▶ _COMPLETE THE FOLLOWING_:
**1)** In the passage on the Gaia mission, how far from Earth is the spacecraft stationed?
**2)** From the passage on the Gaia mission, copy word for word the section starting at "- According to" and ending at "photometry, and spectroscopy.".

▶ _PASSAGE_:
----

What is the Gaia mission?
- Gaia is an ongoing astronomical observatory mission launched in December 2013 by the European Space Agency (ESA) with the objective of creating the most accurate and complete 3D map of the Milky Way by surveying 1% or one billion of the galaxy’s 100 billion stars.
- According to the ESA, “this information allows astronomers to reconstruct the galaxy’s past and future evolution over billions of years.”
- The spacecraft is strategically stationed 1.5 million km from the Earth, in the opposite direction of the sun, in an orbit around the gravitational parking point in space called the Lagrange 2 or L2.
- In order to study the stars and objects, Gaia is also equipped with screening and imaging systems that employ three techniques—astrometry, photometry, and spectroscopy.
- Astrometry is the science of measuring the movement and position of stars within the plane of the sky,
- photometry studies the colour, brightness and other derived properties of stars, and
- spectroscopy measures the radial velocity or the movement of stars towards or away from us by studying stellar spectra or the fingerprints of stars.
- Spectra are obtained by passing the light from a star through a prism which splits it into a spectrum of colours.
- Gaia’s predecessor, ESA’s Hipparcos mission, had mapped the precise positions of 100,000 stars and could gaze 1,600 lightyears away. Gaia, meanwhile, can chart starts and objects as far as 30,000 lightyears.
What has the new data revealed?
- Starquakes: One of the most surprising discoveries, which the ESA said Gaia was not built to observe , was that of more than 100,000 ‘starquakes’- which can be likened to tsunamis or massive vibrations on the surface of stars that can change their shape. Such starquakes were also detected on the surface of stars that should not have any such large-scale vibrations as per existing astronomical theories.
- Quasars: Quasars are extraordinarily active and bright cores of galaxies powered by supermassive black holes. These are the most luminous objects in the universe and are visible along its distant edges. The discovery of new quasars is significant as it helps to measure the most distant stretches of our universe.
- Stellar DNA: The data shows chemical components, colours, brightness, velocity, temperatures, and positions of millions of stars. The chemical composition of the stars also reveals what elements they contain. Only light elements (hydrogen and helium) were formed during the Big Bang. Heavier elements, which scientists call metals, are built inside the stars, and when they die, newer stars are formed with the metals dispersed by dead stars.
- Binary Stars: Binary star systems are two stars that orbit each other around a shared centre. The new data has revealed the position, distance, orbits, and masses of over 8,00,000 binary star systems.
- Asteroids and galaxies: The data has provided a catalogue of more than 156,000 asteroids in our Solar System, which includes their mass, composition, colour, and brightness (from which details of their shape and rotation can be derived).

----

Source records
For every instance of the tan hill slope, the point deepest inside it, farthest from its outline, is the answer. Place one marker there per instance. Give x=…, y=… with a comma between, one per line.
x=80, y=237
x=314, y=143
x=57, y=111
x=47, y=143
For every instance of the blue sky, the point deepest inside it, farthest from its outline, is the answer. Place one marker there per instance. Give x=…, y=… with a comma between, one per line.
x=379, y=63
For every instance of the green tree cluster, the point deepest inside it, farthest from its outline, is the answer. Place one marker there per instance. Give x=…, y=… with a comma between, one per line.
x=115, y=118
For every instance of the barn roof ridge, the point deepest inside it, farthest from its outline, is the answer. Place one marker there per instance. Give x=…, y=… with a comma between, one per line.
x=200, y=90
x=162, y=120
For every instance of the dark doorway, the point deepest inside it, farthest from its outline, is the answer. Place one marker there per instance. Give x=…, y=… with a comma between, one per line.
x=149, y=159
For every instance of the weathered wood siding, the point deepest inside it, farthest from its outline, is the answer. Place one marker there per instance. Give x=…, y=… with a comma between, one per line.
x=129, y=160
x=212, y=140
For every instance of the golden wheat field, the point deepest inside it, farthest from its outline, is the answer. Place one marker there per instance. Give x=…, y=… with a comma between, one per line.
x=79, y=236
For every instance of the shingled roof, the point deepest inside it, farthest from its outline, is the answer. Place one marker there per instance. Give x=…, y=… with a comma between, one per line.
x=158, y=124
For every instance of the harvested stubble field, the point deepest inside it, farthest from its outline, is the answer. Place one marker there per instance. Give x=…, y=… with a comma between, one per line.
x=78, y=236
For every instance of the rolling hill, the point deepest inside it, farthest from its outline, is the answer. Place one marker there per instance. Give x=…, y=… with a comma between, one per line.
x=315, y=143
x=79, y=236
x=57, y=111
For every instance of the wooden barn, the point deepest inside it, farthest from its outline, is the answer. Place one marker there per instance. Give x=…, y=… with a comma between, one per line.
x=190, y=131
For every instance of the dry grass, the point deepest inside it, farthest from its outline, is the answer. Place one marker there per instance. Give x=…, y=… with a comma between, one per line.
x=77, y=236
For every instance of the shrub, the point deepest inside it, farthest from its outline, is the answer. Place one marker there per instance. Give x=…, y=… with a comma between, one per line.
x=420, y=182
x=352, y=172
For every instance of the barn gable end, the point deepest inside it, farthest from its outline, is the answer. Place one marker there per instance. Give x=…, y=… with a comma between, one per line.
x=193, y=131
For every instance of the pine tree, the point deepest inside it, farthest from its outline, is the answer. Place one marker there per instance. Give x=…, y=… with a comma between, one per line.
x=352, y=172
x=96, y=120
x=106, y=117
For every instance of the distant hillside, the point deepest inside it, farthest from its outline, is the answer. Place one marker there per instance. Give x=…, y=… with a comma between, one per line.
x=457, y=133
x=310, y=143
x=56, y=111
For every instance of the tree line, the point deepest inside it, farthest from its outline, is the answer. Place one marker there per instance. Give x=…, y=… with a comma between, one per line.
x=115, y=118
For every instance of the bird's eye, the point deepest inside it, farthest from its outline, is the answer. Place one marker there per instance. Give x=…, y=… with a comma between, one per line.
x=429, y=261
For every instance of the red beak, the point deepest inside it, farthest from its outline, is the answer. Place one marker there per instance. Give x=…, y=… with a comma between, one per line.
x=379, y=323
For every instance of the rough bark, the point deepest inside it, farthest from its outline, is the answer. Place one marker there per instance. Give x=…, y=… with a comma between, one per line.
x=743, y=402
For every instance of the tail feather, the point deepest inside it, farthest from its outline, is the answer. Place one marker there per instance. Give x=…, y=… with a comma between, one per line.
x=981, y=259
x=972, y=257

----

▶ _TASK-BY-TASK OUTPUTS_:
**1)** It is stationed 1.5 million km from the Earth, in the opposite direction of the sun.

**2)**
- According to the ESA, “this information allows astronomers to reconstruct the galaxy’s past and future evolution over billions of years.”
- The spacecraft is strategically stationed 1.5 million km from the Earth, in the opposite direction of the sun, in an orbit around the gravitational parking point in space called the Lagrange 2 or L2.
- In order to study the stars and objects, Gaia is also equipped with screening and imaging systems that employ three techniques—astrometry, photometry, and spectroscopy.